TEXT SECTION

------------------------------------

# SOLVEDTrigonometric equation?

#### D7236

If 3sin(x + pi/3) = 2cos(x - 2pi/3), find tanx?

I started doing it using the sum and difference formulas but didn't end up getting the correct answer. Could someone show me how to do it using the sum and difference formulas?

#### undefined

MHF Hall of Honor
If 3sin(x + pi/3) = 2cos(x - 2pi/3), find tanx?

I started doing it using the sum and difference formulas but didn't end up getting the correct answer. Could someone show me how to do it using the sum and difference formulas?

You can use identity $$\displaystyle \displaystyle \cos(\theta + \pi) = -\cos(\theta)$$, to start out.

Edit: Well I suppose it should be $$\displaystyle \displaystyle \cos(\theta - \pi) = -\cos(\theta)$$, same idea.

#### Prove It

MHF Helper
You should know

$$\displaystyle \sin{(\alpha \pm \beta)} = \sin{\alpha}\cos{\beta} \pm \cos{\alpha}\sin{\beta}$$

and

$$\displaystyle \cos{(\alpha \pm \beta)} = \cos{\alpha}\cos{\beta} \mp \sin{\alpha}\sin{\beta}$$.

------------------------------------

DATASET CONTENT
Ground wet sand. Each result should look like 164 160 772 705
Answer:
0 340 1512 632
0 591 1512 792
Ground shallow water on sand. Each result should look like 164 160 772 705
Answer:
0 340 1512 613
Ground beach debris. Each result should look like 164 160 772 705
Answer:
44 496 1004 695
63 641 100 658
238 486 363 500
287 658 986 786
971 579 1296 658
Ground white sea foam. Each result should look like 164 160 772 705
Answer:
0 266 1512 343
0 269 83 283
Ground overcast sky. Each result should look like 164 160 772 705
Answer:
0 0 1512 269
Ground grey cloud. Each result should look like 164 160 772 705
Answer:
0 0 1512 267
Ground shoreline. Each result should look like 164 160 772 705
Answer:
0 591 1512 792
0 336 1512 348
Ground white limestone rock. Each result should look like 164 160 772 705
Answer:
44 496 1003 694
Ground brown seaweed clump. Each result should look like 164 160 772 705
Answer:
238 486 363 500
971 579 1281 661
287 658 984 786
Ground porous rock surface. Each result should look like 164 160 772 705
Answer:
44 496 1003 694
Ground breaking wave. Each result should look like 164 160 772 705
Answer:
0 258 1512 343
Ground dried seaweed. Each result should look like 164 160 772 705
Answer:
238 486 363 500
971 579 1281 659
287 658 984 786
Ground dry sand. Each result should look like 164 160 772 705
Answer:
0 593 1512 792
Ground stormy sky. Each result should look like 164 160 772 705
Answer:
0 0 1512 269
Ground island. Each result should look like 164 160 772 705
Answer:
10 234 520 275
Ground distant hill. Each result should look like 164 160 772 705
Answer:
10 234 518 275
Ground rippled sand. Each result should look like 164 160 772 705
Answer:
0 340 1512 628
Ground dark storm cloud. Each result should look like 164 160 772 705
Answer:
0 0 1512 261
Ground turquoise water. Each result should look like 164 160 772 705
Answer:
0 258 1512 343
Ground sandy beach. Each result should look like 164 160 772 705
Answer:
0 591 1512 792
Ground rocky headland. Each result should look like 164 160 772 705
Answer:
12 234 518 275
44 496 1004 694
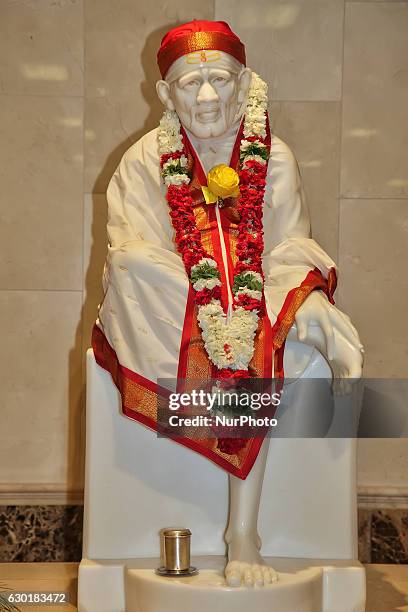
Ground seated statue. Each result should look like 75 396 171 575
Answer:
92 21 363 586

------------------------------------

WRITTEN TASKS
A: In the trigonometry forum thread, shorten the paragraph beginning "I started doing it using the sum and difference formulas" into a single brief sentence that keeps its main facts.
B: List every trigonometric identity written out in the trigonometry forum thread.
C: According to the trigonometry forum thread, why does the first poster ask for someone to show the method with the sum and difference formulas?

ANSWERS PER TASK
A: The poster tried the sum and difference formulas, got the wrong answer, and asks to be shown how to solve it with those formulas.

B:
- cos(θ + π) = −cos(θ)
- cos(θ − π) = −cos(θ)
- sin(α ± β) = sin α cos β ± cos α sin β
- cos(α ± β) = cos α cos β ∓ sin α sin β

C: The poster had already tried solving the equation with the sum and difference formulas but did not get the correct answer.